**TASK**: Among the entries below, count each line holding the word "matching". Write only the number.

==============================

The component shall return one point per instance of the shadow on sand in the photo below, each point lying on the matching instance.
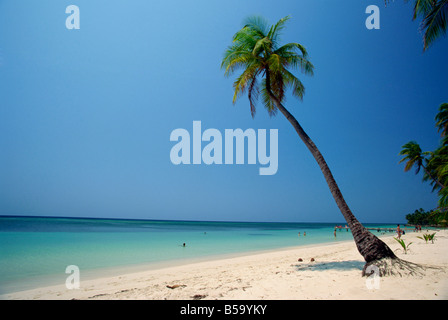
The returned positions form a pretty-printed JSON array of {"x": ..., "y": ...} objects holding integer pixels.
[{"x": 335, "y": 265}]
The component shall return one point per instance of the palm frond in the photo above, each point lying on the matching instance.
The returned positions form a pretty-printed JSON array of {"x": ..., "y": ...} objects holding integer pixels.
[{"x": 435, "y": 23}]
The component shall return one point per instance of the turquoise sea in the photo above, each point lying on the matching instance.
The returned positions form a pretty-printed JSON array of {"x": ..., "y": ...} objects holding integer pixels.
[{"x": 35, "y": 251}]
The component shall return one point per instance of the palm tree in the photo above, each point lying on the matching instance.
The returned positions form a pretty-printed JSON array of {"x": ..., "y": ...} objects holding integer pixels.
[
  {"x": 434, "y": 14},
  {"x": 435, "y": 22},
  {"x": 256, "y": 50},
  {"x": 415, "y": 157},
  {"x": 442, "y": 119}
]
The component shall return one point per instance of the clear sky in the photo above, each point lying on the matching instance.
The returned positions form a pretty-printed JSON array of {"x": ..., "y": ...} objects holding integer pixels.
[{"x": 86, "y": 115}]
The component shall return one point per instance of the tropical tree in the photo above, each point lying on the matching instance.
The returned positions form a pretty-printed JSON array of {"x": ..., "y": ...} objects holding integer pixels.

==============================

**COMPLETED EXERCISE**: 6